BRANO DEL TESTO:
Ragazzi con l'anima

Non è vero che i giovani hanno paura di affrontare le grandi questioni della vita: lo racconta "Bianca come il latte rossa come il sangue" dal best-seller di D'Avenia.

Leo e Beatrice, amore e dolore

05/04/2013
Gaia Weiss e Filippo Scicchitano in una scena di "Bianca come il latte rossa come il sangue".
Gaia Weiss e Filippo Scicchitano in una scena di "Bianca come il latte rossa come il sangue".

OBIETTIVO DELL'ESERCIZIO: Prosegua l'articolo sul film "Bianca come il latte rossa come il sangue", riprendendolo dopo l'ultima riga riportata.

MATERIALE DI PARTENZA:
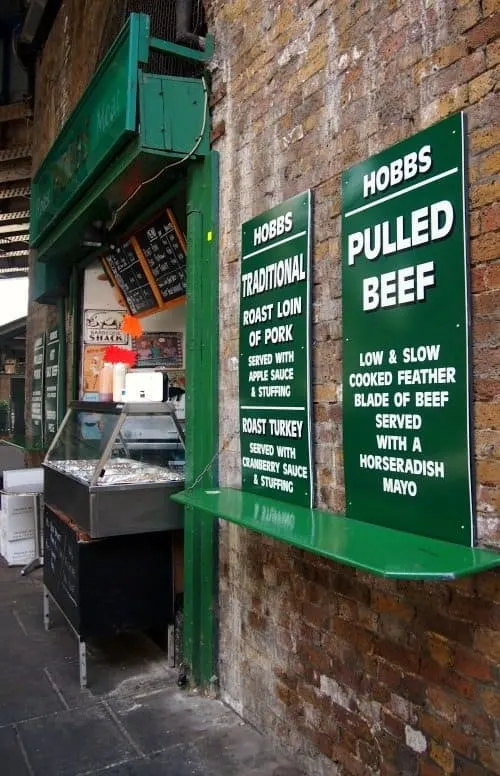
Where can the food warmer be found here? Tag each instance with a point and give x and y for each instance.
(112, 468)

RISPOSTA SCRITTA:
«Speriamo che il film non rovini il libro». In queste parole pronunciate da una studentessa  venuta ad ascoltare la presentazione di Alessandro D'Avenia all'Università Cattolica di Milano di Bianca come il latte rossa come il sangue, la pellicola tratta dal suo romanzo, c'è tutta l'attesa dei tantissimi giovani che in quel testo si sono riconosciuti ed emozionati. Non saranno delusi. Il film che esce in questi giorni è semplice, ma non semplicistico, proprio come il romanzo di D'Avenia. La storia del sedicenne Leo (Filippo Scicchitano, già protagonista di Scialla!), studente torinese che preferisce il calcetto ai libri, che si innamora della "rossa" Beatrice (Gaia Weiss) e che decide di starle accanto quando scopre che è malata di leucemia, è raccontata dal regista Giacomo Campiotti (una laurea in pedagogia e quattro figli), con il garbo di chi conosce bene ciò di cui parla, riuscendo a non far stridere le parti più leggere con quelle più drammatiche.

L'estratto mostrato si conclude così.